• [Excerpted passage]:

Dirk Fascinating stuff. Have you looked at The Language Instinct by Pinker or anything by John McWhorter (John McWhorter)?

Geoffrey Fox Not yet, but I've liked other things I've read by Pinker. Deutscher stretches hard to argue against Pinker, that the structure of one's language shapes (however slightly) the structure of thought, but he doesn't come up with anything more than what I've noted here. I suppose even Pinker would acknowledge that the slight influence Deutscher claims is real, but not terribly important. I'm not familiar (yet) with McWhorter; I'll look him up.

message 3: by Clark (last edited Aug 04, 2011 11:53AM) (new)

Clark Zlotchew This is fascinating material (I see I've just plagiarized Dirk). Some languages seem to have fewer names for colors than English and most European languages, but modify those few color names, usually by comparing it to some object associated with the color. Some African languages have one color word for what we call blue and green. But they can modify the word with "sky" (for blue) and perhaps "leaf" for green. But we that too for gradations of color. We say navy blue, royal blue, sky blue, baby blue, light blue, etc. Apparently there were no European language word for the color "orange" before the fruit was introduced. Also interesting: women seem to know more names for color gradations than men.

message 4: by Aric (new) - added it

Aric I might have to check this one out!

message 5: by Eva (new)

Eva My first language (Hungarian),like Turkish, lacks gender specific personal pronouns, and my parents occasionally (and unconsciously)shuffled s/he, his/her, even though they were very nearly bilingual. I found that there was virtually no ambiguity about who was being referred to, and thus the lack is inconsequential. I would say that, quite possibly, the necessity of using gendered pronouns actually creates distinctions, which are basically meaningless, thus perhaps encouraging an assumption of differentness, when none in fact need exist. Of course, English is a bit of a hybrid, since we manage quite well with ungendered plural pronouns.

• [Data]:
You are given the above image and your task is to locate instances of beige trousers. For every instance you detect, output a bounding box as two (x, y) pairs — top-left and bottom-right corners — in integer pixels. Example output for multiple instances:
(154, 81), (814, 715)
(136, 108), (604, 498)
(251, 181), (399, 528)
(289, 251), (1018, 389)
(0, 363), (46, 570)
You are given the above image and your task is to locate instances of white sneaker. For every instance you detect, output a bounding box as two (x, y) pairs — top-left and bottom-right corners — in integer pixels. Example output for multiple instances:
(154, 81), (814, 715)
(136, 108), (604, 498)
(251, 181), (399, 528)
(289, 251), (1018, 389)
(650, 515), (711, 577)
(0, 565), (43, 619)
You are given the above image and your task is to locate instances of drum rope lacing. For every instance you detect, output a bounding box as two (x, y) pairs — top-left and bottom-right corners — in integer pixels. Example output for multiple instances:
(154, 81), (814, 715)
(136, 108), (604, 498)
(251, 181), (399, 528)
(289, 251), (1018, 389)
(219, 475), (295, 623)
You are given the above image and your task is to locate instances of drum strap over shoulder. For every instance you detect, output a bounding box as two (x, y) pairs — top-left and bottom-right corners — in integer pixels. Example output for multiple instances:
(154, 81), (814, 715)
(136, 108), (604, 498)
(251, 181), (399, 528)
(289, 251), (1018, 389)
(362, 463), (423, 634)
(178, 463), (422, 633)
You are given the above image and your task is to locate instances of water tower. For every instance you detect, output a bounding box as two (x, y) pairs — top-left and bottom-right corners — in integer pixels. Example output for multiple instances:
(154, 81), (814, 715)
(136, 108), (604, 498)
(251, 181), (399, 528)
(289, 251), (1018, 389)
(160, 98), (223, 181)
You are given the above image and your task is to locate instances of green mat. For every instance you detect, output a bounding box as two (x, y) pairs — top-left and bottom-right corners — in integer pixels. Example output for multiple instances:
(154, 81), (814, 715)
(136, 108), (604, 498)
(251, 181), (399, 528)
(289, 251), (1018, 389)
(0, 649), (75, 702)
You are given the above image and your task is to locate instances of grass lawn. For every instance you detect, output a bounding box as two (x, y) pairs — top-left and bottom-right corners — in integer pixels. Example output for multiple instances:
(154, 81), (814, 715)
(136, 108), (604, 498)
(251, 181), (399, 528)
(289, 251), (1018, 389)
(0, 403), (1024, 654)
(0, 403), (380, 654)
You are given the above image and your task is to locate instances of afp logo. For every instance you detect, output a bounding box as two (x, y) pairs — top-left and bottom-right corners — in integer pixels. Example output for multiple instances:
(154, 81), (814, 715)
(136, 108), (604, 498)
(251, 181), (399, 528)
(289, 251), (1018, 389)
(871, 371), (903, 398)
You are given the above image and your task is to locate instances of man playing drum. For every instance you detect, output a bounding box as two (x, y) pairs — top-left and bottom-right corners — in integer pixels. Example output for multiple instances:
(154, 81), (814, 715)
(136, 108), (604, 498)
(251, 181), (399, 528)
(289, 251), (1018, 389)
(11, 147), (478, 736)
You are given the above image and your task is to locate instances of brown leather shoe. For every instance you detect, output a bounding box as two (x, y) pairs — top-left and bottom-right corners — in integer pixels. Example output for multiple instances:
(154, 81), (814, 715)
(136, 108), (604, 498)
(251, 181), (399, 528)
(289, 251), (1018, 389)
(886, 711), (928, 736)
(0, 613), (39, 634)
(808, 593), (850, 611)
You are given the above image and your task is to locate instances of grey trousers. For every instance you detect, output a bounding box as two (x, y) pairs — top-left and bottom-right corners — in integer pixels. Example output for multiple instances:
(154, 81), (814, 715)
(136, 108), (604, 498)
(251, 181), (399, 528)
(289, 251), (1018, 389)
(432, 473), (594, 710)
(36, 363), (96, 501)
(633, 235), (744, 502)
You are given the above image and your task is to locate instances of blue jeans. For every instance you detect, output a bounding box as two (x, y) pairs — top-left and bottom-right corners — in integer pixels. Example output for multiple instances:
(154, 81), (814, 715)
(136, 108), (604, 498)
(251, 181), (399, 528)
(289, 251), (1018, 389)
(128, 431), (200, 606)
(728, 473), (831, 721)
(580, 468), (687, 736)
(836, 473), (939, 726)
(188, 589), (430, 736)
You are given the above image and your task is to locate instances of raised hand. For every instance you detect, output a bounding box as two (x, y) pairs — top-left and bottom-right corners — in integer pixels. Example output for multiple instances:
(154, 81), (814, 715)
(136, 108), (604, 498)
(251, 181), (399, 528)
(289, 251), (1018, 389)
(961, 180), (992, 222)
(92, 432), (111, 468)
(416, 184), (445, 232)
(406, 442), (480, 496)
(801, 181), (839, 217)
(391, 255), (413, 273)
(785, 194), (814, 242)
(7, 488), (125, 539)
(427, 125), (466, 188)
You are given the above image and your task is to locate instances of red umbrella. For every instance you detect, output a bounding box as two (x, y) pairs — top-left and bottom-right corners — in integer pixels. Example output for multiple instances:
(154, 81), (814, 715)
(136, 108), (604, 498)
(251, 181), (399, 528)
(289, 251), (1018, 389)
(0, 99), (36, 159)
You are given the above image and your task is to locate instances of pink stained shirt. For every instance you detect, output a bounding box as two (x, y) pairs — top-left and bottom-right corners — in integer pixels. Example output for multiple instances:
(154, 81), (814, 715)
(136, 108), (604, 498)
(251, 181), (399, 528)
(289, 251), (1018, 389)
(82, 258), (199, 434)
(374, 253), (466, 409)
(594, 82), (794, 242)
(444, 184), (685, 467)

• [Required task]:
Rewrite everything in the comment thread from "message 5: by" down to "ungendered plural pronouns.", changing "Hungarian" to "Estonian". The records aren't needed here.

• [Written answer]:
message 5: by Eva (new)

Eva My first language (Estonian),like Turkish, lacks gender specific personal pronouns, and my parents occasionally (and unconsciously)shuffled s/he, his/her, even though they were very nearly bilingual. I found that there was virtually no ambiguity about who was being referred to, and thus the lack is inconsequential. I would say that, quite possibly, the necessity of using gendered pronouns actually creates distinctions, which are basically meaningless, thus perhaps encouraging an assumption of differentness, when none in fact need exist. Of course, English is a bit of a hybrid, since we manage quite well with ungendered plural pronouns.